▶ **Saved entries**

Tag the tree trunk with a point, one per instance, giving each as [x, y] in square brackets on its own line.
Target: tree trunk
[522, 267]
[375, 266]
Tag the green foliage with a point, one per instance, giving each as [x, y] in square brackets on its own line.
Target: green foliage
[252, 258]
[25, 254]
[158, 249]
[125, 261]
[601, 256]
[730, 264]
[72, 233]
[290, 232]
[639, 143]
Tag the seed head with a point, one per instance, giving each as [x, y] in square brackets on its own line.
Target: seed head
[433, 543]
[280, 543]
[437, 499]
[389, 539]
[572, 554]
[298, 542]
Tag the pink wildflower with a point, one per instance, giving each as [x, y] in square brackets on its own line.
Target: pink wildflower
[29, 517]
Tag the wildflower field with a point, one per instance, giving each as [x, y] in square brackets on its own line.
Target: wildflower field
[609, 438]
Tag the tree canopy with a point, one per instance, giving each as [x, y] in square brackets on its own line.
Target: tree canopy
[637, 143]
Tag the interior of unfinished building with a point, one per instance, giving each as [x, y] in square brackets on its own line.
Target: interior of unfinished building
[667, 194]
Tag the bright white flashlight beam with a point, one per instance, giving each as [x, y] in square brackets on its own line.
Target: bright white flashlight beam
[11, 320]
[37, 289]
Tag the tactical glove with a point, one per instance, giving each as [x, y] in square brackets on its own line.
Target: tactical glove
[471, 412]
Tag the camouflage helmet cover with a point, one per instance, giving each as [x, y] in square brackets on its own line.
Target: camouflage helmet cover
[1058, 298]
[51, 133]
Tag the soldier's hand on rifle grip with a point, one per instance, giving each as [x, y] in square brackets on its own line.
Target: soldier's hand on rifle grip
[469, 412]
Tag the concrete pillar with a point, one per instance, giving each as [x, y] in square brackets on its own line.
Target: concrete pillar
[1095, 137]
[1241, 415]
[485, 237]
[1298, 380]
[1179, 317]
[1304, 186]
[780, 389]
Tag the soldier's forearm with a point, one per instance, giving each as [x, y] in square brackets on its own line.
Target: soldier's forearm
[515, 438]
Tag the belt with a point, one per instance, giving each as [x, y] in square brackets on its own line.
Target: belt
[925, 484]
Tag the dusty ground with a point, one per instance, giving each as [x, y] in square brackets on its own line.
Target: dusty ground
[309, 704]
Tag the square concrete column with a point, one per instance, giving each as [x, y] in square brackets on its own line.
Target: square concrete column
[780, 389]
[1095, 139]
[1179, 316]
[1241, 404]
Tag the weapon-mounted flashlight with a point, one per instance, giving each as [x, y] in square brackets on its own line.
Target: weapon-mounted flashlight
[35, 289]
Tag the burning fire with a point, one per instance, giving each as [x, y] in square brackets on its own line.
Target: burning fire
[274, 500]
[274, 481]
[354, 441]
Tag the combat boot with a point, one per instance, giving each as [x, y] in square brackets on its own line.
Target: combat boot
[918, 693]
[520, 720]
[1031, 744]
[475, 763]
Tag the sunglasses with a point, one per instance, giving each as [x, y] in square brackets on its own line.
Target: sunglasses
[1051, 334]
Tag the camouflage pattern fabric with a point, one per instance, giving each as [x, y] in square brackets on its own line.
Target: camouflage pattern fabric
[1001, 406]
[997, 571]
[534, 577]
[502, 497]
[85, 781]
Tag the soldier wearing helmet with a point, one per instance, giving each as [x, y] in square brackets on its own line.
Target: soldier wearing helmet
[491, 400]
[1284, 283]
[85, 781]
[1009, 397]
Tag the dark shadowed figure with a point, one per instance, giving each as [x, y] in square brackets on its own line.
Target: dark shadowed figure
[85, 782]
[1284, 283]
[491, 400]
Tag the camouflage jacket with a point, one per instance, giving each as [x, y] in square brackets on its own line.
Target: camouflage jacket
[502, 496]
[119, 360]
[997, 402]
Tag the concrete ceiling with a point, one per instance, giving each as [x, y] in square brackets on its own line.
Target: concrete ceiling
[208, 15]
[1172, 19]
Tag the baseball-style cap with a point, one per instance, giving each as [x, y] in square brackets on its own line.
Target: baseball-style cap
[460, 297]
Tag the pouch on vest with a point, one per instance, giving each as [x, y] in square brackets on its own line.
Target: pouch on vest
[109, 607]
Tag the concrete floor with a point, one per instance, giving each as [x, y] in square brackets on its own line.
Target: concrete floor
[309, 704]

▶ **Description of the task**
Give back, exactly and with nothing added, the lines from the line containing "Target: camouflage jacket" through the final line of the records above, both of them included.

▶ **The answer**
Target: camouflage jacket
[502, 496]
[119, 360]
[997, 402]
Tag the concrete ceiling with a point, one per instance, giving each as [x, y] in square brackets on its own line.
Target: concrete ceiling
[208, 15]
[1172, 19]
Tag the baseball-style cap with a point, one per instance, giving each as [x, y] in square brackets on its own line.
Target: baseball-style cap
[460, 297]
Tag the pouch on vest with a point, one per instance, giving each as [x, y] in square brackets on its own line.
Target: pouch on vest
[109, 607]
Tag the concrete floor with a point, one per instance, giving each as [x, y] in square brackets on its own line.
Target: concrete floor
[309, 704]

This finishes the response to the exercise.